#### Task instructions
1) In the piece on Myanmar as an emerging nuclear state, where did the Military Junta move Myanmar's capital in November 2005?
2) Extend the piece on Myanmar as an emerging nuclear state, picking up right after its final sentence.

#### Given passage
=======
Myanmar an Emerging Nuclear State - India’s Options

Major General VK Madhok (Retd) takes a deep dive, analysing India's options in dealing with Myanmar, an emerging nuclear state in the Southeast Asian subcontinent.


Myanmar an Emerging Nuclear State - India’s Options

Today, the United States is deeply concerned over Myanmar and North Korea’s collaboration with China in the background, to develop nuclear power. Even Pakistani scientists have supposedly turned up in Myanmar, but that is not all; in July 2003, former US President George W Bush signed a Burmese Freedom and Democracy Act and imposed severe sanctions besides stopping Burmese imports to US and its allies.

In November 2005, the Military Junta shifted Myanmar’s capital from Yangon to Naypyidaw, 320 kilometers northwards at noticeably short notice, most likely due to fear of a US invasion, while Chinese premier Jiabao visited Myanmar in April-June 2010 and signed 15 agreements relating to establishment of gas and oil pipelines, hydropower stations and infrastructural development, and in July 2010, General Than Shwe, Chairman of the State Peace and Development Council of Union of Myanmar signed five agreements with India during his visit to New Delhi, such then are the activities taking place on our eastern flank like the ones in Pakistan occupied Kashmir by China and others on India’s western flank.

A question to ponder and cogitate upon is whether the Chinese invasion of India’s northeast in 1962 and the People’s Liberation Army’s unilateral withdrawal was planned and designed to enable the Military to takeover power in Burma (now Myanmar)? Thus, leaving India no option but to concentrate on defending itself and even to approach the US to save it? We should have no misgivings about it (Nehru’s letters to the US.’s President in November 1962 refer). But there are other questions. What has been or is India’s role now towards/in Myanmar or should be in the future? Or will we keep analyzing it and keep on waiting for events to take their course?

We have already lost nearly 20 years in interacting and articulating a policy for dealing with Myanmar. Is a democratic transition possible in Myanmar with army divisions and Beijing standing solidly behind the Junta? Why have we failed to measure' up to Sino-Myanmar politics? Has New Delhi the capacity to act as an interlocutor between Suu Kyi and the Junta? If so, why haven’t we done it so far? Is the US in a position to suggest a way out to the Generals to cede power gradually without thought of retribution? And what are the implications once Myanmar goes nuclear like Iran? But before that, the need to narrate and understand various facts as to what is happening before considering implications of remaining quiet from the point of view of:

The United States of America

"America has been telling the Junta since 2004, that the opposition parties must be given due voice in the constitution or it will be unconstitutional."
=======
#### Provided material
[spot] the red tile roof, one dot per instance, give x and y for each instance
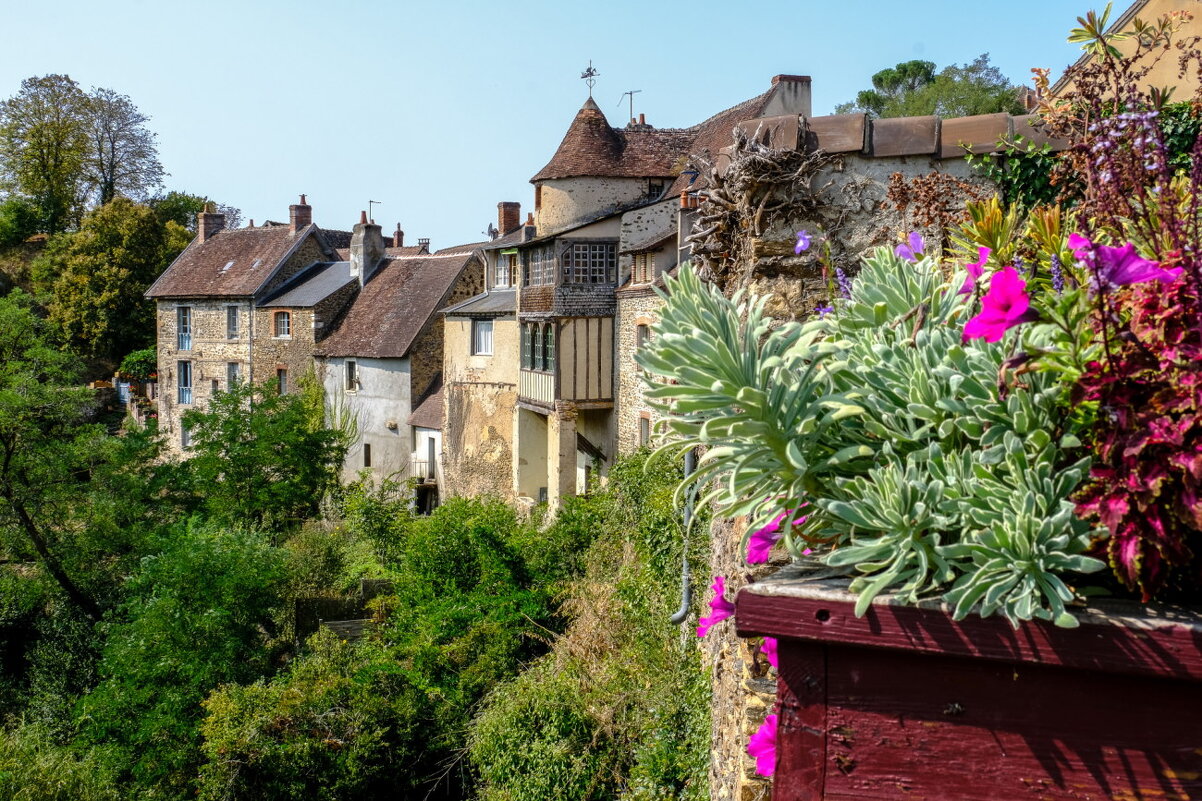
(230, 263)
(394, 306)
=======
#### Answers
1) From Yangon to Naypyidaw, 320 kilometers to the north.

2)
US-Myanmar Relations; Representational Image

America has been telling the Junta since 2004, that the opposition parties must be given due voice in the constitution or it will be unconstitutional. It has been renewing sanctions every year and has termed the present elections held on November 7, 2010, a mockery. Thus, Junta faces hostility from Washington. Concurrently, the US is trying to reengage the Junta. Former US President Barack 0bama during his visit to New Delhi in November 2010 criticised India for remaining silent on democratic violation in Myanmar.

That India has often avoided speaking on these international issues, Obama’s policy towards Myanmar is pressure and engagement to seek changes is right, sanctions have failed to yield results while the US objective remains to spur democratisation. On the other hand, George Bush had isolated Myanmar through non engagement which helped the Junta to foster, while 0bama wants to talk and engage with them.

China

"It is often said that Myanmar’s foreign policy is drafted and made in Beijing."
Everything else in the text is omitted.